* [Data items]:
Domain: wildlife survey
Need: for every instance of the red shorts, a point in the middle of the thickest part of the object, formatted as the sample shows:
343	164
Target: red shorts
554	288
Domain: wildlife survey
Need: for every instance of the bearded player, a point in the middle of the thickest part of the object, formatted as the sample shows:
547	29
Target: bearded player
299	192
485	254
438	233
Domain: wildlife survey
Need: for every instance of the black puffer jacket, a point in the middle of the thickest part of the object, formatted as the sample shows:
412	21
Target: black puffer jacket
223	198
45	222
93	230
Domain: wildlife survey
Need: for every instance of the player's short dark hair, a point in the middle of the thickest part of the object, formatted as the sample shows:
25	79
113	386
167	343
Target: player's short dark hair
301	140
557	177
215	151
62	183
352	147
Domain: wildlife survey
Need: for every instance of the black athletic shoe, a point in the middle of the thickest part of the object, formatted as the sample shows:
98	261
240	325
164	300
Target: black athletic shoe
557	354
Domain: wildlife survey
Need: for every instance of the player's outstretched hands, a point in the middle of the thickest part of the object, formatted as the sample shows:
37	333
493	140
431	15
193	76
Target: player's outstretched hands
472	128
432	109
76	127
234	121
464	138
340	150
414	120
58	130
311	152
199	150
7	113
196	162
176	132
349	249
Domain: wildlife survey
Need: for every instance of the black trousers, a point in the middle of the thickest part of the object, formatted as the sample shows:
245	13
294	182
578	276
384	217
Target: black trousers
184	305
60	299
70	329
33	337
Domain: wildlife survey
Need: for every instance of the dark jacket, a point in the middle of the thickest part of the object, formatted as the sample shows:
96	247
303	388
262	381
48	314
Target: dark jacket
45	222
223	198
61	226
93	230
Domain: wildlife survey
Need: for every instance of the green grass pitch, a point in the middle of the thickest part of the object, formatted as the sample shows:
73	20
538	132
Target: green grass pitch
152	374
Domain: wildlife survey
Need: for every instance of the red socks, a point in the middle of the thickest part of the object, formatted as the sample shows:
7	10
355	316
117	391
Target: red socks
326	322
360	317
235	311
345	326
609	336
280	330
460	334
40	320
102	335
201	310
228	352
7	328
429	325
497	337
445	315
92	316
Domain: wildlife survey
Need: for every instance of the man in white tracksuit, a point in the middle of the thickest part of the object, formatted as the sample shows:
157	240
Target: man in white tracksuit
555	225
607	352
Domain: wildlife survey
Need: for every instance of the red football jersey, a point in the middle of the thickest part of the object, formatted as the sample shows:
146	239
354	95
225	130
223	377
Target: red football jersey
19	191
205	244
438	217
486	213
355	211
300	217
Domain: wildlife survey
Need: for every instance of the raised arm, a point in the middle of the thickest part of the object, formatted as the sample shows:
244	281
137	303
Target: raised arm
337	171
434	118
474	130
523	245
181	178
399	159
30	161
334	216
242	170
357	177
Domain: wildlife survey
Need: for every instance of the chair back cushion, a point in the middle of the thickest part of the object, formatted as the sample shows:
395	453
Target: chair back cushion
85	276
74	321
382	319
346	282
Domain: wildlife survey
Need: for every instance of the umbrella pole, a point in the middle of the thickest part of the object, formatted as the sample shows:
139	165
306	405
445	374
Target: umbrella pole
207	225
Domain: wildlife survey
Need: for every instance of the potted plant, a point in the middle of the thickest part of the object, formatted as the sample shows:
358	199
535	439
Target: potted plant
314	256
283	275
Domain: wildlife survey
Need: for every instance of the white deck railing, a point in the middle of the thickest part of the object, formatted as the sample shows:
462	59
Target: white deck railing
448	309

* [TASK STATEMENT]: The records above must be repeated exactly, every one of them.

* [OUTPUT FOR THIS TASK]:
Domain: wildlife survey
Need: for every instance of the red shorts, a point in the middle of the thickest part of the object, formatted as the sample shows:
343	164
Target: red shorts
554	288
Domain: wildlife survey
Need: for every instance of the bearded player, a point in the middle of the thickest part of the object, formatted as the sample shows:
547	29
Target: bearded player
299	192
485	254
438	233
Domain: wildlife survey
Need: for every instance of the black puffer jacket, a point in the middle of the thickest part of the object, formatted as the sample shows:
412	21
Target: black puffer jacket
223	198
45	222
93	230
Domain: wildlife survey
Need: for every instance of the player's short dark hair, a point in the middle of the thickest part of the object, formatted as the sample shows:
25	79
113	386
167	343
Target: player's short dark hair
301	140
557	177
215	151
62	183
352	147
Domain: wildlife survey
Need: for every instance of the black athletic shoe, a point in the middle of the thickest part of the object, formatted as the sample shows:
98	261
240	325
164	300
Target: black athletic shoe
557	354
Domain: wildlife survey
Need: for every instance of the player's outstretched hands, a point in the middle of the thickest part of the object, formatted as the sample shows:
37	333
493	140
431	15
193	76
Target: player's outstretched hands
472	128
432	109
76	127
234	121
464	138
340	150
414	120
58	130
311	152
199	150
7	113
196	162
176	132
349	249
Domain: wildlife survey
Need: for every instance of the black trousers, a point in the middle of the thickest part of the object, formatted as the sample shows:
245	13
294	182
578	276
384	217
Target: black trousers
184	305
60	299
70	329
33	337
Domain: wildlife survey
Need: for every instance of the dark jacket, a point in the middle of the thickest part of the object, formatted as the sample shows:
96	247
303	388
262	381
48	314
Target: dark jacket
45	222
223	198
61	226
93	230
Domain: wildlife survey
Need: for every instance of the green grass pitch, a point in the middle of the thickest part of the object, formatted as the sample shows:
73	20
538	132
Target: green grass pitch
152	374
Domain: wildlife survey
Need: for every instance of the red socks, a point in the middle of the thickest part of the object, formatted as the sample shows:
7	10
355	316
117	391
Target: red socks
326	322
360	317
235	311
345	326
609	336
280	330
460	334
40	320
102	335
201	310
228	352
7	328
429	325
497	337
445	315
92	316
Domain: wildlife survey
Need: for every instance of the man in white tracksuit, a point in the middle of the thickest part of the object, formatted as the sample shows:
157	240
Target: man in white tracksuit
555	225
607	352
Domain: wildlife survey
Need: for every instance of the red football jersey, a point in the middle of the thickest part of the object, formatted as the sample shows:
146	239
354	95
225	130
223	377
Target: red football jersey
19	191
205	244
438	217
486	213
355	211
300	217
Domain: wildlife survey
Need: for every instance of the raised arm, a point in the middle of the thickest part of the object, formatted as the sample shows:
244	281
137	303
Target: raised arm
337	171
434	118
474	130
523	245
181	178
399	159
30	161
334	216
242	170
357	177
Domain: wildlife survey
Need: for every instance of the chair back cushion, a point in the middle of the thickest part of the object, formatted as the sample shows:
395	453
Target: chair back cushion
85	276
74	321
382	319
346	282
Domain: wildlife survey
Need: for every instance of the umbrella pole, a point in the middle of the thickest part of the object, formatted as the sample shows:
139	165
306	405
445	374
Target: umbrella pole
207	225
Domain: wildlife survey
Need: for every instance of the potted plant, a point in the middle of the thickest part of the object, formatted as the sample shows:
358	199
535	439
Target: potted plant
314	256
283	275
Domain: wildlife survey
Need: for every instance of the white deck railing, a point in the middle of the thickest part of the object, formatted as the sample shows:
462	59
Target: white deck railing
448	309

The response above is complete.